Written problem: Write what comes next in the forum thread about splitting a string at spaces that fall outside quotation marks, starting after its last line.

Page text:
* * *
Regex stumper

webmasta · Post by **webmasta** » Mon Sep 15, 2003 8:25 pm

John "Harry" "Timothy Jessica Mel" "Pat" Ginger

How do I split this string so that the output is
John
"Harry"
"Timothy Jessica Mel"
"Pat"
Ginger

In other words, split on space only if its NOT between "quotes".
Also some strings could very well have a "quoted" value at the end or could very well start with a quoted value.

eg; "John" Harry "Timothy Jessica Mel" Pat "Ginger"
wierd data, I know...

UNIX please,
Thnx.

webM

Bob Hansen · Post by **Bob Hansen** » Mon Sep 15, 2003 9:10 pm

Got it.........

How about this?

Three passes (Using underscore "_" to represent space character):

Start at beginning
First past replace "_" with "\n"

Start at beginning
Second pass replace _" with \n"

Start at beginning
Third pass, replace "_ with "\n

Works for me.......should work for you too.........good luck,
Bob
==================================
I'm a humble man..............and PROUD of it!

webmasta · Post by **webmasta** » Mon Sep 15, 2003 9:52 pm

That was smart using the three passes.. I was trying to do it in one pass with unix regex...That is not eze dude..

However .. the cruncher comes when theres lines that start with the quote
and end with the quote.

Thnx for the pointer .. i'll figure it out.

webM

Bob Hansen · Post by **Bob Hansen** » Mon Sep 15, 2003 11:34 pm

You noted:

when theres lines that start with the quote and end with the quote.

Yeah, easy for you to say with no example!

I suspect that just means a 4th/5th pass replacing combinations of \n, spaces, and "

webmasta · Post by **webmasta** » Mon Sep 15, 2003 11:46 pm

LOL Bob .. the example is in the first post....

And actually, I didnt want to replace the quotes, I wanted to split the string on whitespace ONLY if that space is NOT between "quotes"

In other words, split on space only if its NOT between "quotes".
Also some strings could very well have a "quoted" value at the end or could very well start with a quoted value.

eg; "John" Harry "Timothy Jessica Mel" Pat "Ginger"
* * *
Pointing records:
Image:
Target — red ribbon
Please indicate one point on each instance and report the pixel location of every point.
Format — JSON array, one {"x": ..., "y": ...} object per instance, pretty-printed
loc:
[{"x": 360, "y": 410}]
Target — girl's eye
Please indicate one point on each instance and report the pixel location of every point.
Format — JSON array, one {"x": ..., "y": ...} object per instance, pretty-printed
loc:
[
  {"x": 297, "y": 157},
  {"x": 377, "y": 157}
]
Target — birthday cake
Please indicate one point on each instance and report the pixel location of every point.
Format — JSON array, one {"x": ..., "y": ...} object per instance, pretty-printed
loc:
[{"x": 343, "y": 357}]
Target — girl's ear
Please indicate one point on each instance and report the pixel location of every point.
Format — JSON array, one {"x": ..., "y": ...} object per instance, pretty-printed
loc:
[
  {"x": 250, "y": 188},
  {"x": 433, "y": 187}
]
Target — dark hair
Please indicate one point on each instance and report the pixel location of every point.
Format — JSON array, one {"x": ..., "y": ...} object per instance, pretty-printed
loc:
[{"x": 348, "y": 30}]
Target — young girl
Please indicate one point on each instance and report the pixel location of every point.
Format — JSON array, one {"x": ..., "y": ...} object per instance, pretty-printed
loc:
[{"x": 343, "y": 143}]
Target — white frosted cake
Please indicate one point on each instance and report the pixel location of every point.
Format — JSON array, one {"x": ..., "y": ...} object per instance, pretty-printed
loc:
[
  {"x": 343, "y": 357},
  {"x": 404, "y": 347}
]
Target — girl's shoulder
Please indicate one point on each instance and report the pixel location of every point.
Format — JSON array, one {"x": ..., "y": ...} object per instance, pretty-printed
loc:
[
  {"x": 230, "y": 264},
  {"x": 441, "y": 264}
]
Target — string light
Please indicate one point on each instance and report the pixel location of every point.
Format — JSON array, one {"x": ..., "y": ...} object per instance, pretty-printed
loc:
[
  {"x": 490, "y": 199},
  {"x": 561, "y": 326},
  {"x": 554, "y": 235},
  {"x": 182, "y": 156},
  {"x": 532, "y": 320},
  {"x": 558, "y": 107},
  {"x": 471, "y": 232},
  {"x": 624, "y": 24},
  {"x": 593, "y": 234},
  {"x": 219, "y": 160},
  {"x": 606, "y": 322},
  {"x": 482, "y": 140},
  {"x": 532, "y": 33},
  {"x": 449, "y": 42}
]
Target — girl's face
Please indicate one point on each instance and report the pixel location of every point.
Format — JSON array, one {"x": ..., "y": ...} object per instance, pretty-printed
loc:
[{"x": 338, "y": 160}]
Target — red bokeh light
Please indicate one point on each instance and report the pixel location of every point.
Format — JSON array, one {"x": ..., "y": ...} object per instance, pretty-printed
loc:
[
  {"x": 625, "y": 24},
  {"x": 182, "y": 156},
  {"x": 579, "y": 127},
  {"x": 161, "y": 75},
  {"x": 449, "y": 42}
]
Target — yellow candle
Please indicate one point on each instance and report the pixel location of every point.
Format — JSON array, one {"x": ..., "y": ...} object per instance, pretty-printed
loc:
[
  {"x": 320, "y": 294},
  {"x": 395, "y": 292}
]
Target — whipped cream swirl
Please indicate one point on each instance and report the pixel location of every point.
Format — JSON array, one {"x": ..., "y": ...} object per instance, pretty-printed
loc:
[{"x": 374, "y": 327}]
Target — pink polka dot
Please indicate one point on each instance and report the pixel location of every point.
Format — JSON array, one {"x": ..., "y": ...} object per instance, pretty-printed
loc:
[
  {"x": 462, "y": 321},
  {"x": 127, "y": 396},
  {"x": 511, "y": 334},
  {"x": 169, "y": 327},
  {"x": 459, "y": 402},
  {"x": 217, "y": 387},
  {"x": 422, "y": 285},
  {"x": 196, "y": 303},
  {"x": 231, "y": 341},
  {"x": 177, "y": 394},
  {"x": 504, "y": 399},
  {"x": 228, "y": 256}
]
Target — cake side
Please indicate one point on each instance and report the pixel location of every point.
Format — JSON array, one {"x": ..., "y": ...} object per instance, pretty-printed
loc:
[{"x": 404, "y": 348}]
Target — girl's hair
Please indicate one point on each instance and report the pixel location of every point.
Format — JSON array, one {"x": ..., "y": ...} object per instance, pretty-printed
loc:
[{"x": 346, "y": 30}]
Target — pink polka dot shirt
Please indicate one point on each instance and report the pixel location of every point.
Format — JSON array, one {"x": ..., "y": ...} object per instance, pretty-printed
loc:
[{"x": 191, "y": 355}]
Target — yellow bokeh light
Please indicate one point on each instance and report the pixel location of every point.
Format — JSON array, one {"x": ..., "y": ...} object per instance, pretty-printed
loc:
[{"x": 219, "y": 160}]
* * *
Result:
wierd data, I know...

Still crunching at it here .. this one is a back breaker/head banger/ using regex.

Right now I feel like giving this data file its first and only flying lesson >>> through the window.

webM

Bob Hansen · Post by **Bob Hansen** » Mon Sep 15, 2003 11:54 pm

You mentioned that:

the example is in the first post

The solution I used was tested on your example, and gave the exact results that you showed.

If it's a problem to go through three passes, how about making a macro to do that for you:
CTRL-HOME
Find and Replace PASS1
CTRL-HOME
Find and Replace PASS2
CTRL-HOME
Find and Replace PASS3
============================

By demanding a single REGEX you are going to really test me. I look at these as challenges, and it forces me to learn new things. But I'm not in the mood right now, and time is tight. GIMME A BREAK, will you?

webmasta · Post by **webmasta** » Tue Sep 16, 2003 12:13 am

GIMME A BREAK, will you?

Take two or even three. Then come back and read my first post....

Your instructions replaces the quotes with \n...not right, it should replace SPACES with \n if the space DOES NOT fall within quotes.

No sweat,... but the reason why i was trying to do it with regex is because I have to do a perl script to retrieve the file from the web.. push the lines into @array, masssage the data and write to a new file... I ws only testing the outcome in TP before setting the script loose.

I was trying to employ the same 3/4 pass technique with regex in the script but having a hard time remembering when the " is passed so as not to split on the next space but continue till the next " then split.

The dope who came up with that data structure is job hunting now.... so much for that bright spark.

webM

s_reynisson · Post by **s_reynisson** » Tue Sep 16, 2003 1:22 am

Give this a "flying lesson"

Code: Select all

Pass 1:
_("[a-zA-Z]+_*[a-zA-Z]*_*[a-zA-Z]*") -> \n\1

Pass 2:
"_([a-zA-Z]) -> "\n\1

Using POSIX and _=space

Code: Select all

"John" Harry "Timothy Jessica Mel" Pat "Ginger" 

becomes

"John"
Harry 
"Timothy Jessica Mel"
Pat 
"Ginger"

Add as many middle names as you need ie. _*[a-zA-Z]* in pass 1.
Also beware that I'm only using a-z to grab a name...
Hmm, on my n-th edit here but, is there any way to grab all visual chars?
Might by handy to be sure you're getting all names.

Bob Hansen · Post by **Bob Hansen** » Tue Sep 16, 2003 2:18 am

Hello s_reynisson. It look like you fell into the same trap that I did. He (webmasta) submitted another example in his first posting:
"John" Harry "Timothy Jessica Mel" Pat "Ginger"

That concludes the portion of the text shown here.